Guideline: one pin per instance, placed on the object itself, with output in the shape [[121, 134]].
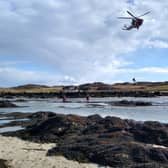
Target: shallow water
[[157, 112]]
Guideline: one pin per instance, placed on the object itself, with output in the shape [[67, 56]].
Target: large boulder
[[108, 141]]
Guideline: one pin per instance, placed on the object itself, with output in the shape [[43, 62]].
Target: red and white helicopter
[[136, 21]]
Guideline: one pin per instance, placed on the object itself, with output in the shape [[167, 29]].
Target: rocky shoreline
[[108, 141], [81, 94]]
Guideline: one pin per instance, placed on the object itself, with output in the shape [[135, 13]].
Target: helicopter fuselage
[[137, 22]]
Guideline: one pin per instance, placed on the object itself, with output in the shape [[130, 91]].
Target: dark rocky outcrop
[[3, 164], [107, 141], [130, 103]]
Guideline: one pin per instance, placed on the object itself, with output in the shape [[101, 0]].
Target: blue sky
[[58, 42]]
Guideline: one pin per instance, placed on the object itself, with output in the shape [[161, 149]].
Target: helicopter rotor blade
[[124, 17], [131, 14], [144, 14]]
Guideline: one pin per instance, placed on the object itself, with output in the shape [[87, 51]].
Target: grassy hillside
[[94, 87]]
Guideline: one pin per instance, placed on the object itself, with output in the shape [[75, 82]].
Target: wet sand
[[24, 154]]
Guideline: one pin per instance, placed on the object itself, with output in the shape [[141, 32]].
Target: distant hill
[[30, 86]]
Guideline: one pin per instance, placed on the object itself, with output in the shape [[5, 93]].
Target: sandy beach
[[24, 154]]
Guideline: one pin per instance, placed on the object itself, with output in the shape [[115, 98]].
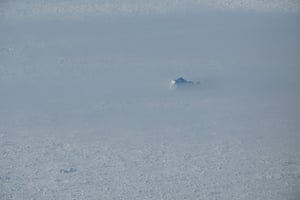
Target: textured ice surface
[[85, 112]]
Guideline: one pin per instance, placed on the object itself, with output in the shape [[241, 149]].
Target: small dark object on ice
[[181, 82], [68, 170]]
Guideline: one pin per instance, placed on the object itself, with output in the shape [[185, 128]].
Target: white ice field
[[86, 112]]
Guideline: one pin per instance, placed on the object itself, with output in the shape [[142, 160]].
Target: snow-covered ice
[[85, 110]]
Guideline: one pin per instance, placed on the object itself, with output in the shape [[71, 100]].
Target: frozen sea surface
[[85, 110]]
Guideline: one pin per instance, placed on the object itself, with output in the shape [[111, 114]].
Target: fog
[[86, 111]]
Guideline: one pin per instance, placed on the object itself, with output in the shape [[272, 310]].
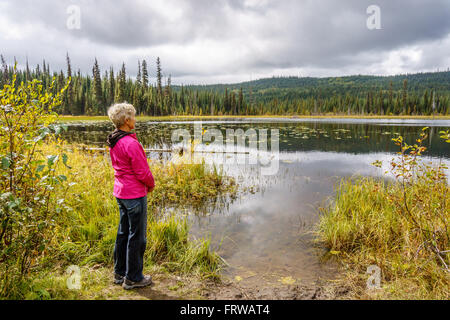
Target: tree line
[[92, 94]]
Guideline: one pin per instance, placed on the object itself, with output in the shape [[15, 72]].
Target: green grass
[[366, 226], [84, 235]]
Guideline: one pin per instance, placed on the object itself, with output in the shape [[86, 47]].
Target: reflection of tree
[[365, 138]]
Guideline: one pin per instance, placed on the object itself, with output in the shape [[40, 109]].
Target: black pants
[[131, 238]]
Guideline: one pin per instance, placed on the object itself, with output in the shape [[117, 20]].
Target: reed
[[401, 226], [84, 232]]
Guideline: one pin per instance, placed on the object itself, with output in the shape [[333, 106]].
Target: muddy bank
[[166, 287]]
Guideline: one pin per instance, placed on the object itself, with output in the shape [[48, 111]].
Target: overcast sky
[[226, 41]]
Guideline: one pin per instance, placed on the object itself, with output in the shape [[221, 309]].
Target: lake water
[[265, 234]]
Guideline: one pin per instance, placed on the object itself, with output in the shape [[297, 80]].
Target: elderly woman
[[133, 180]]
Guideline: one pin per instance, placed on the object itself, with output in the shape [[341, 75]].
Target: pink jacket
[[133, 178]]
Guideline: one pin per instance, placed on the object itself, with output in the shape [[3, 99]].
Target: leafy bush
[[28, 180], [402, 226]]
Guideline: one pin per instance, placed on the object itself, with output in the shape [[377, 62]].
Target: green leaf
[[65, 158], [5, 163]]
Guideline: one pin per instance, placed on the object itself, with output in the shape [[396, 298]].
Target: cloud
[[231, 40]]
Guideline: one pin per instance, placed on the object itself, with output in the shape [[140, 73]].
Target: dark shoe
[[118, 279], [127, 284]]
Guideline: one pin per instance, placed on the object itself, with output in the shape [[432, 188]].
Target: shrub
[[28, 181]]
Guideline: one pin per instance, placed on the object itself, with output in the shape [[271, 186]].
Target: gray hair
[[120, 112]]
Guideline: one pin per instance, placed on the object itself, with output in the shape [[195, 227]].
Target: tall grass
[[402, 226], [84, 234]]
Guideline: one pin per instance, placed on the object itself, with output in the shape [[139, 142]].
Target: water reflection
[[266, 234]]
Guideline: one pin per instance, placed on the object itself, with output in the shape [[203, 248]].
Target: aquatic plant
[[401, 226]]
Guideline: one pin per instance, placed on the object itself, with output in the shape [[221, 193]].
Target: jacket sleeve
[[139, 164]]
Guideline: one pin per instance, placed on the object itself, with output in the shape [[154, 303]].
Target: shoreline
[[65, 119]]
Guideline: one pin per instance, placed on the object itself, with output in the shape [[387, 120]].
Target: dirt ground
[[166, 287]]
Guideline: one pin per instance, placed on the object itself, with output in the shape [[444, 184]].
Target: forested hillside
[[153, 94]]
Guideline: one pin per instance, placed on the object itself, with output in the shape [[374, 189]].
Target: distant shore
[[165, 118]]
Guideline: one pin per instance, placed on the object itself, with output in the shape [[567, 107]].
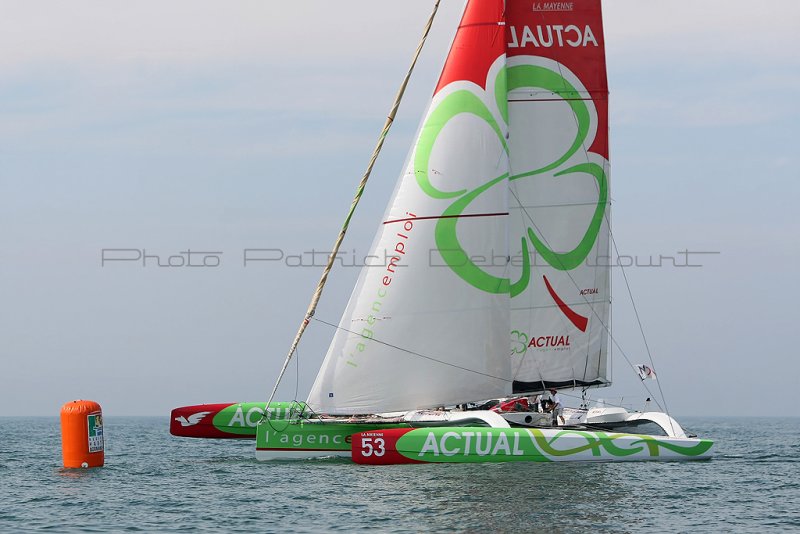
__________
WHAT YOU ARE ASKED TO DO: I'd like every record above written out again exactly, without the pictures.

ANSWER TO THE EXERCISE:
Guideline: one pin per instance, placed on the object itself, with output in the shape [[121, 134]].
Target: shallow water
[[157, 112]]
Guideline: one pin per instance, placed on the object itself, with output in the shape [[67, 56]].
Target: large boulder
[[108, 141]]
Guideline: one pin per instance, placed on the object itself, with output in the shape [[43, 62]].
Target: red and white helicopter
[[136, 21]]
Guideline: one pin per instance, placed on the object itself, with output in the shape [[167, 29]].
Target: rocky shoreline
[[108, 141], [81, 94]]
Guideline: one pin per instance, placed on the object itself, with output in the shape [[135, 13]].
Target: helicopter fuselage
[[137, 22]]
Guideline: one pin per instance, placed on the object itself, with output in the shape [[130, 91]].
Target: dark rocky outcrop
[[3, 164], [107, 141], [130, 103]]
Guideline: one pin per instance, placed on the object itself, with output in the shape [[101, 0]].
Target: blue sky
[[58, 42]]
Guideline: one pin per instance, placed on the object itself, with output in the shape [[161, 149]].
Target: helicopter rotor blade
[[124, 17], [131, 14], [144, 14]]
Guideline: one pin per instance, placed on the object itself, with output in the shape [[87, 51]].
Target: grassy hillside
[[94, 87]]
Guideline: one pin per instance, placed on the object itself, with output in the shape [[75, 82]].
Target: wet sand
[[24, 154]]
Guideline: one pin per instance, placed on the object itself, with output in the shape [[141, 32]].
Target: distant hill
[[30, 86]]
Guideline: one pin per instance, placed on the object itself, with output in the shape [[5, 93]].
Target: sandy beach
[[24, 154]]
Guideline: one pin per instance, placed on the object itself, with output in the shape [[115, 98]].
Target: textured ice surface
[[85, 112]]
Guideline: one pin per instance, placed on the object itself, with output in the shape [[241, 149]].
Target: small dark object on ice
[[181, 82], [68, 170]]
Guideline: one pin per instance, placed on the object itself, with output in the shape [[185, 128]].
Target: white ice field
[[86, 112]]
Guideline: one pin per instance, placed on the object itself, with output in the shape [[142, 160]].
Target: snow-covered ice
[[85, 110]]
Guideline: one pin per instance, placed on the object itself, with output in the shape [[71, 100]].
Target: frozen sea surface
[[85, 110]]
Guideline: one pin per instance, placed on the object itself, with output in the shape [[111, 114]].
Target: fog
[[86, 111]]
Guideline: one pin per instance, placed on the object itself, with output in the shape [[272, 310]].
Target: tree line
[[92, 94]]
Guideline: one pin per instance, placed on the object itself, with output in the shape [[15, 72]].
Target: green grass
[[366, 226], [84, 235]]
Guideline: one pin per instance, placed on the object itself, with output in the shape [[86, 47]].
Target: reflection of tree
[[365, 138]]
Guideline: one pin per instance, placed on the object itself, with output in the shape [[40, 109]].
Target: black pants
[[131, 238]]
Guideline: one pin per instance, placed on the object itself, with output in the shape [[117, 20]].
Target: reed
[[401, 226], [84, 232]]
Guideline: one pin per instance, placed on the object itself, with output in the shape [[333, 106]].
Target: muddy bank
[[166, 287]]
Guideline: one pin per instance, placed on the object itself, with output in the shape [[48, 111]].
Target: overcast sky
[[226, 41]]
Guideline: one pin per instance, placed on the object itself, with output in the shape [[221, 309]].
Target: lake water
[[265, 234]]
Guideline: one pin per instance, placed on the object itself, with output in the shape [[297, 80]].
Target: elderly woman
[[133, 180]]
Guideline: one pin per instance, placed on the object itself, with output in the shape [[341, 75]].
Target: pink jacket
[[133, 178]]
Guideline: one pin per instance, placed on the object itself, with output in the shape [[3, 99]].
Target: leafy bush
[[28, 180], [402, 226]]
Guideline: one pin per instance, placed on the object itself, with output in the shape [[377, 62]].
Target: green leaf
[[65, 158], [5, 163]]
Guideline: one pin per instance, placed on the object itself, with output in the shape [[396, 298]].
Target: cloud
[[231, 40]]
Guideline: one pin per instance, placed on the object itself, with output in the shape [[140, 73]].
Target: dark shoe
[[118, 279], [127, 284]]
Guideline: one pin per instance, placed on the object itself, with output in the shape [[432, 188]].
Target: shrub
[[28, 181]]
Guideline: one pin per instance, placed on the object itself, with output in the shape [[271, 186]].
Target: gray hair
[[120, 112]]
Guideline: one pin per instance, placed on the object itself, with output in the shape [[195, 227]].
Target: tall grass
[[402, 226], [84, 234]]
Guideline: one pin per instance, placed on the object itself, with output in the shape [[139, 142]].
Target: water reflection
[[266, 234]]
Guideline: one pin per instance, placed on the object itself, with output in the shape [[203, 248]].
Target: aquatic plant
[[401, 226]]
Guideline: one pin per instance, placed on the object itself, with output in the shape [[221, 193]].
Target: jacket sleeve
[[139, 164]]
Guideline: one pin per instance, placed on the object itself, with output in the shape [[154, 303]].
Target: shoreline
[[65, 119]]
Guideline: one pin per instance, placed on the object itself, with output in the shape [[387, 120]].
Target: dirt ground
[[166, 287]]
Guideline: one pin per instance, placed on the object itself, with output in the shape [[444, 184]].
Target: forested hillside
[[153, 94]]
Guideline: one pin per instance, placed on the object itself, with output in the shape [[374, 189]].
Target: distant shore
[[165, 118]]
Guideline: one pin per instance, placed on the object itself, with output in the shape [[567, 107]].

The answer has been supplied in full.